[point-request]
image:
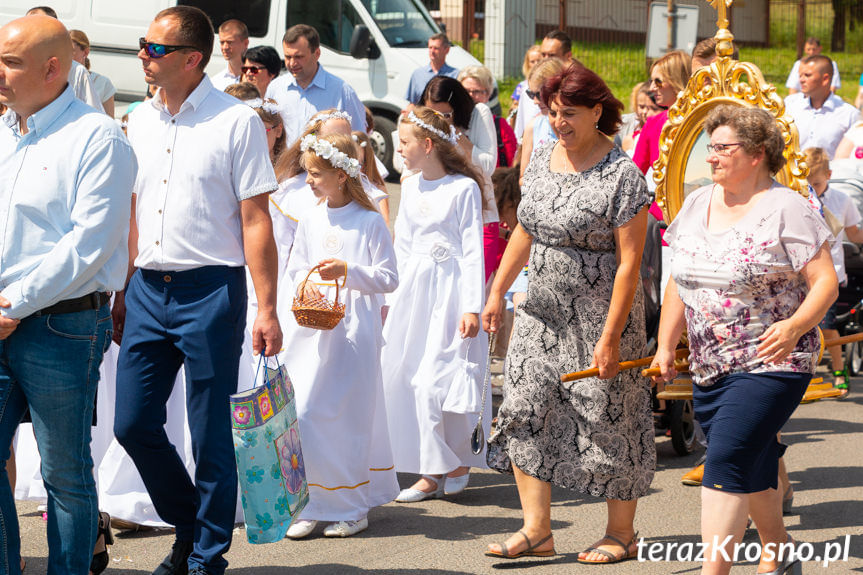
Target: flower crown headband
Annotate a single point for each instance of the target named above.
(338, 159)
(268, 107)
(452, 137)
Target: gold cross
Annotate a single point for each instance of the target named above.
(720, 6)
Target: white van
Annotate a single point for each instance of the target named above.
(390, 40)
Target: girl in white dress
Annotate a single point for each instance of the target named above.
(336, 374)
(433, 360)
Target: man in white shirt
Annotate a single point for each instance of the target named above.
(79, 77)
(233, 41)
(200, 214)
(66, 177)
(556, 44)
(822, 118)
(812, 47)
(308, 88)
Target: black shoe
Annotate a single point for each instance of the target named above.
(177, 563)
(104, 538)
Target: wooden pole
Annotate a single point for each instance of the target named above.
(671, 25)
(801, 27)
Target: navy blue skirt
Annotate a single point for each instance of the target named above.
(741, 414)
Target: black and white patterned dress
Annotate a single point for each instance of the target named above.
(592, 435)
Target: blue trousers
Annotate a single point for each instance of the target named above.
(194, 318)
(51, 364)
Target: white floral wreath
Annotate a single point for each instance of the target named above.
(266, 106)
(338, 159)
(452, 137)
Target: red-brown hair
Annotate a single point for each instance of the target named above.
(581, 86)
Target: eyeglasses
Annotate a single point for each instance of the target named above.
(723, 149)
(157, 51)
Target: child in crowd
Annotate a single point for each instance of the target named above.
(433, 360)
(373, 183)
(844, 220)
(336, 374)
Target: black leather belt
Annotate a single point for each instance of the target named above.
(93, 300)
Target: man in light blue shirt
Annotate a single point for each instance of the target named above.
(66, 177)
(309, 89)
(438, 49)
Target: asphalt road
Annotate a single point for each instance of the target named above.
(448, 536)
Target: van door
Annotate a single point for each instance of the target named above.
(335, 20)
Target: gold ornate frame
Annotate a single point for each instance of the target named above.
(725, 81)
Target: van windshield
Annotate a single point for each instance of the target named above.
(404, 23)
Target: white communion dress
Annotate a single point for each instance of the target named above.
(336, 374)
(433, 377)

--

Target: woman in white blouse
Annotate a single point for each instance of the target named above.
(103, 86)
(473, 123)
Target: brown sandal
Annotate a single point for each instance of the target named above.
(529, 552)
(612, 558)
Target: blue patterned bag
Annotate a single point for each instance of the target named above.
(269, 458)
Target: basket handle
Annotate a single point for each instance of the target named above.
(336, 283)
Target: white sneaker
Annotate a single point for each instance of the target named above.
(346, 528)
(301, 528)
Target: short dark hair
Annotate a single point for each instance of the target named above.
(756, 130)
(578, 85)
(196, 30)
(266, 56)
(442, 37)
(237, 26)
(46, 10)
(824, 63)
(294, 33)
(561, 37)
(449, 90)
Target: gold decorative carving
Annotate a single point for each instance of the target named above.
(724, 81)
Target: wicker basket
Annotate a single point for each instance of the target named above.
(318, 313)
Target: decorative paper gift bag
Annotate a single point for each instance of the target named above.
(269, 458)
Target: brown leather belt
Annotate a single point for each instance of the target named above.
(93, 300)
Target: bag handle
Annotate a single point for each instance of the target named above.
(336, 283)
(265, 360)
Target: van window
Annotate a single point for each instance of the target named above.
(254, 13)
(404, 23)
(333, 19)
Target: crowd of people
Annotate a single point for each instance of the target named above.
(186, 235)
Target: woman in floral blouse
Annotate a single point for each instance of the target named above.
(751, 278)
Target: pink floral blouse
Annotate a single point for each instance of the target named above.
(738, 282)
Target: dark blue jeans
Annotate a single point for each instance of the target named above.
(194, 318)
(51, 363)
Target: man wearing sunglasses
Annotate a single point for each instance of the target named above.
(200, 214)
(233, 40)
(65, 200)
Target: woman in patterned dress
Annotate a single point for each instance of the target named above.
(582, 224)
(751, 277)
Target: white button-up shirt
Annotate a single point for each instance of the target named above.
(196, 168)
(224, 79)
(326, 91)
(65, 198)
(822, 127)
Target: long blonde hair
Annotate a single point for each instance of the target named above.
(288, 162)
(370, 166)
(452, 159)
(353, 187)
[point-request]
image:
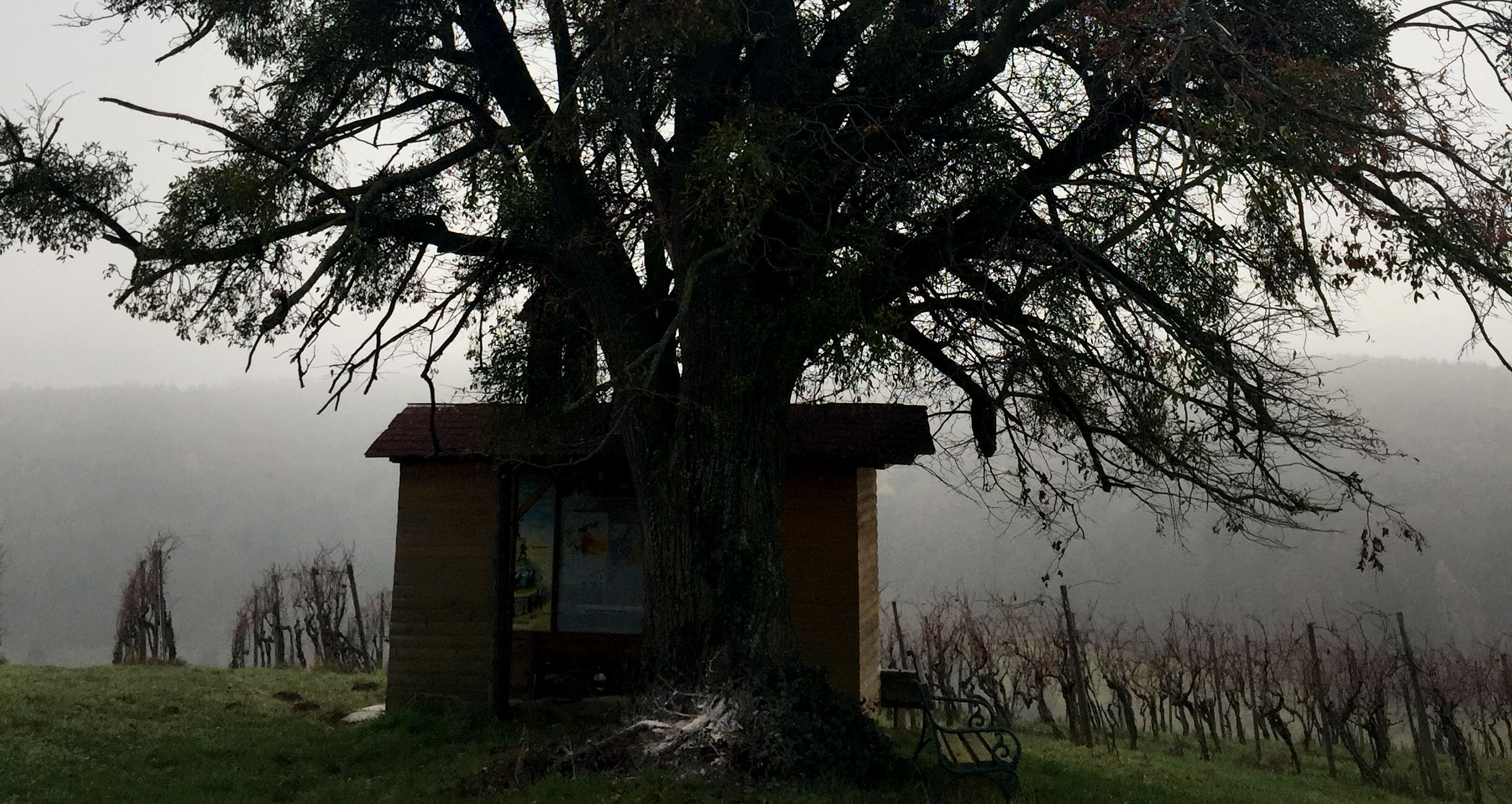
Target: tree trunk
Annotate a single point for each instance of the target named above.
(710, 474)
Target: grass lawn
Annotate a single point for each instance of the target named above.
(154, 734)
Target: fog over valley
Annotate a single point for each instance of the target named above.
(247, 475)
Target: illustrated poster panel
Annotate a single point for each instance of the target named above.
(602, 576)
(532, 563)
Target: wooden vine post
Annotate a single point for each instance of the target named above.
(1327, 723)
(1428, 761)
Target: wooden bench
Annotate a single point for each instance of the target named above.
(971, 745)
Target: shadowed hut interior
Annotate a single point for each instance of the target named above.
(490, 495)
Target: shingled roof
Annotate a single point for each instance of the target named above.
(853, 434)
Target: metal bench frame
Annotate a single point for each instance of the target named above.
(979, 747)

**Written instruction**
List every line in the records above that contains the string "wooden", matching case exactly.

**Result below**
Target: wooden pole
Target: wooden vine post
Target: wooden bench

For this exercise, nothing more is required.